• _Task description_: Please render the data below as a Markdown table with one row per line, skipping blank lines. Use two columns: Row for the line number and Text for the line itself.

• _Dataset rows_:
□ □ □
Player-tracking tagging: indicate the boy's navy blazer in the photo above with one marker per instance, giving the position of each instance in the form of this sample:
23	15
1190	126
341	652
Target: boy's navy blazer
□ □ □
• _Complete response_:
| Row | Text |
|---|---|
| 1 | Player-tracking tagging: indicate the boy's navy blazer in the photo above with one marker per instance, giving the position of each instance in the form of this sample: |
| 2 | 23	15 |
| 3 | 1190	126 |
| 4 | 341	652 |
| 5 | Target: boy's navy blazer |